_Problem to work on:_ Transcribe the material exactly. Images do not belong in the copy.

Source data
>>
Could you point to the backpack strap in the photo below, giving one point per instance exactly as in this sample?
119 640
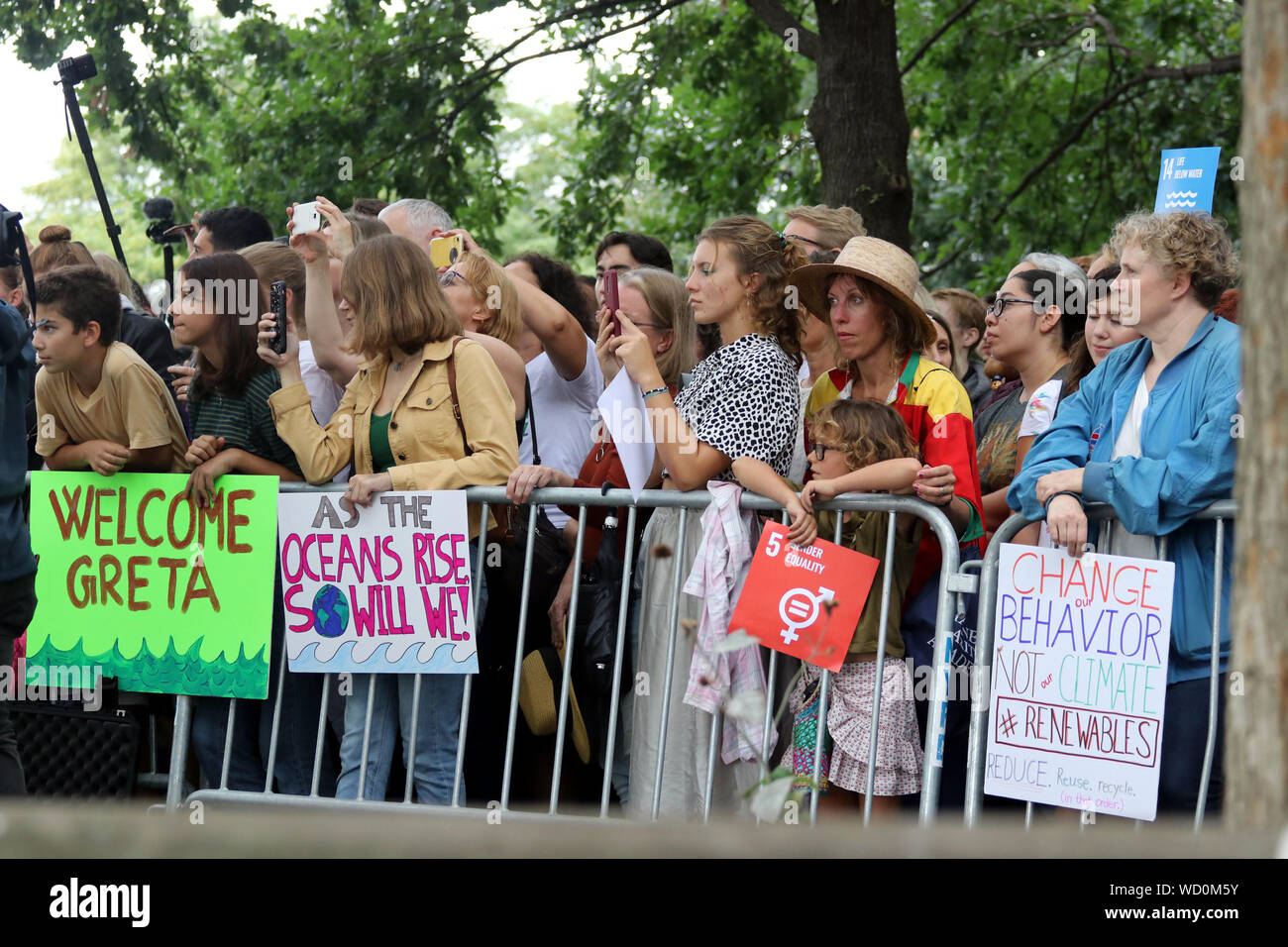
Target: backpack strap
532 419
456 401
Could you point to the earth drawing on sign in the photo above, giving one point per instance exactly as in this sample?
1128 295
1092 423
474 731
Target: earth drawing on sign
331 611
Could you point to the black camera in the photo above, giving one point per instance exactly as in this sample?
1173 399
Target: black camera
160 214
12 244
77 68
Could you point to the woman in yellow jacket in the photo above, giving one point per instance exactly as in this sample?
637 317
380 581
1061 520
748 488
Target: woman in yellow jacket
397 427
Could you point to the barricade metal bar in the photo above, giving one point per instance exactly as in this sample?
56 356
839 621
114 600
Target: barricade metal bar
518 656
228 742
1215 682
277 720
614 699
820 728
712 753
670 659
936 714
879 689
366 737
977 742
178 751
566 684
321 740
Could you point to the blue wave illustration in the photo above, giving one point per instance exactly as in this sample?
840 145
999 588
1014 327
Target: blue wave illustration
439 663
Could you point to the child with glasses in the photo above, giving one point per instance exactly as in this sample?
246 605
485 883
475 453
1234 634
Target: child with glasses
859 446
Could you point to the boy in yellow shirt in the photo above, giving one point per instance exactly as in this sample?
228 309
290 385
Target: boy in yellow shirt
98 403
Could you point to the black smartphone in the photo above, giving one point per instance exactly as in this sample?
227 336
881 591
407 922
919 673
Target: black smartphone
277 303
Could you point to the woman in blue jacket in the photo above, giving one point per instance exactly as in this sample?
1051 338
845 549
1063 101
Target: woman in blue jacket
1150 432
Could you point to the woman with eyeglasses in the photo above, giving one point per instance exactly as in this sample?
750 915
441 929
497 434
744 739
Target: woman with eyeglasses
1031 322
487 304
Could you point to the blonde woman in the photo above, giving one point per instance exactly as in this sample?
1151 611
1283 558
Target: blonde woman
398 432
<<
_Solution to this exercise:_
Could you point to the backpack strap in the photo below, giving one point per instance exactly as in this sample?
119 640
Target: backpack strap
532 419
456 401
Could you point to the earth drawing on sign in the photo above, giving one point per instance exactly as in this sample?
1128 295
1092 423
474 731
Target: earth drawing on sign
331 611
Could you point to the black camera in the photo above, giving one point per instance exactly as in this sample?
1173 399
Target: black camera
160 214
12 244
77 68
Could you point to the woman in yellow jacket in the photo above, giving one point per instance exactly as in this sample?
637 317
380 581
1061 520
748 488
Target: woman in yellow jacket
397 427
Could you point to the barricade metal bar in the photo above, giving one point per instance exactly as in this sample?
56 356
839 621
114 600
Target: barricade metal bar
518 656
228 742
1215 682
277 720
614 699
820 728
712 753
670 659
936 714
879 689
366 737
977 742
178 751
566 684
321 740
Could you point to the blue wave illustration in the photo above, giving one point per instance exactly as in this sample?
840 145
999 588
1014 327
Target: blue wave illustration
439 663
Could you point to the child with glasses in the photo above, giving one point per instance exactly as in this sample?
246 605
485 883
475 453
1234 634
Target: child with glasses
859 446
Could you point to the boy in yellow shirt in the photo above, giving one point per instance exactly as in this sample?
228 309
290 385
Target: boy in yellow shirt
98 403
Could you point to the black smartphone in the photo above, giving one point per instance exactly as in this sample?
227 336
881 591
407 922
919 673
Target: black smartphone
277 303
Could you point to the woman in blue jacket in the photo above, giving one point per instance exactly as in this sample?
1051 338
845 549
1063 101
Target: woman in blue jacket
1150 432
Could you point to the woman with eyeglasses in the photo above, giving one point per instance exactly as in this sample?
750 915
441 929
497 434
744 739
Target: woman with eyeglasses
1031 322
487 304
Could you point to the blonde woman in the photo above, giving one point per instance exactly as in this sample?
1151 611
1283 558
Target: blonde woman
398 432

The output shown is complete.